**TEXT PASSAGE:**
What is this world coming to?
Death and destruction. War and terror. Burning, pillaging, genocide, ethnic cleansing. Hatred and injustice. Racism, homophobia, sexism. Poverty and illness. Shortage of food, dirty water, lack of medicine, expensive drugs.
The question above surfaces for many of us frequently. Although we may not be able to articulate such, it seems never far from memory, etched solidly in our unconscious. The world today does present challenges, there is no denying that. Where there is fear, however, there is opportunity. Where there exists atrocities and violence, there can be birthed peace and healing. Behind all sin and shortcomings their exists a proportionate grace and invitation.
It’s easy to get overwhelmed. Yet, as this week alone reminded me, there is reason to celebrate the “proportionate grace and invitation” behind the doors of violence and injustice.
1) Martin Luther King, Jr. was honored on Monday. His witness to nonviolence and steadfast support of equal rights for all inspires us today. The Six Principles of Nonviolence is only one of his legacies: nonviolence is a way of life for courageous people, seeks to win friendship and understanding, seeks to defeat injustice not people, holds that suffering can educate and transform, chooses love instead of hate, and believes that the universe is on the side of justice.
2) Barack Obama was inaugurated the 44th President of the United States of America. While his legacy is yet to be determined, a new day has seemed to sweep across the country, valuing openness and respect, competence and integrity, unity and purpose. His presidency is no small feat. It’s one of those breakthrough moments, re-routing our collective expectation and energy for the future.

**RECORDED INFORMATION:**
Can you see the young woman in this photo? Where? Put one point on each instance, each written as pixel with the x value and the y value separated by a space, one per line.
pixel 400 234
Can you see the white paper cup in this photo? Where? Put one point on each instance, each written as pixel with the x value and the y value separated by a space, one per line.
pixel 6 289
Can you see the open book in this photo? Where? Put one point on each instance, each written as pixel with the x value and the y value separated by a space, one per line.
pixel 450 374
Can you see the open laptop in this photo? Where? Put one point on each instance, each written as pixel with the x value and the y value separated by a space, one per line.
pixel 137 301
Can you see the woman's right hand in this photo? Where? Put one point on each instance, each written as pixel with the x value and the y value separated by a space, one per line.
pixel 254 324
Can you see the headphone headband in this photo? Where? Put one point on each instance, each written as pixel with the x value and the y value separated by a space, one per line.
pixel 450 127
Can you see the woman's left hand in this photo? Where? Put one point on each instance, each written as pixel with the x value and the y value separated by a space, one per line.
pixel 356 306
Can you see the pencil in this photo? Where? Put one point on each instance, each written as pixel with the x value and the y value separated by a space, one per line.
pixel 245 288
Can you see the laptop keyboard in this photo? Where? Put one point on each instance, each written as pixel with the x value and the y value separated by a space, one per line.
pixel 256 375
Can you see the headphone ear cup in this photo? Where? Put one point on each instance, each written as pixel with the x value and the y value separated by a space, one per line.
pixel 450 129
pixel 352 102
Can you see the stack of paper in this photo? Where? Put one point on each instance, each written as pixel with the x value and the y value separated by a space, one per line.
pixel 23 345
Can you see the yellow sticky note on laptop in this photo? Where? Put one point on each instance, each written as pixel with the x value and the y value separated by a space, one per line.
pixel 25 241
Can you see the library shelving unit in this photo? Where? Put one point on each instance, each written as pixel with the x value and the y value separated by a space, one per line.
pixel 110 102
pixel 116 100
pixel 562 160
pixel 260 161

**WHAT THIS EXERCISE ASKS:**
**1)** From the essay:
(a) On what day of the week was Martin Luther King, Jr. honored?
(b) Barack Obama was inaugurated as which number President of the United States?
(c) According to King's Six Principles of Nonviolence, what does nonviolence seek to defeat?
**2)** Return the part of the essay starting with "1) Martin Luther" and going on through "for the future.", copied word for word.
Use only the essay to answer, not the items.

**EXERCISE ANSWERS:**
**1)**
(a) Monday
(b) The 44th
(c) Injustice, not people

**2)**
1) Martin Luther King, Jr. was honored on Monday. His witness to nonviolence and steadfast support of equal rights for all inspires us today. The Six Principles of Nonviolence is only one of his legacies: nonviolence is a way of life for courageous people, seeks to win friendship and understanding, seeks to defeat injustice not people, holds that suffering can educate and transform, chooses love instead of hate, and believes that the universe is on the side of justice.
2) Barack Obama was inaugurated the 44th President of the United States of America. While his legacy is yet to be determined, a new day has seemed to sweep across the country, valuing openness and respect, competence and integrity, unity and purpose. His presidency is no small feat. It’s one of those breakthrough moments, re-routing our collective expectation and energy for the future.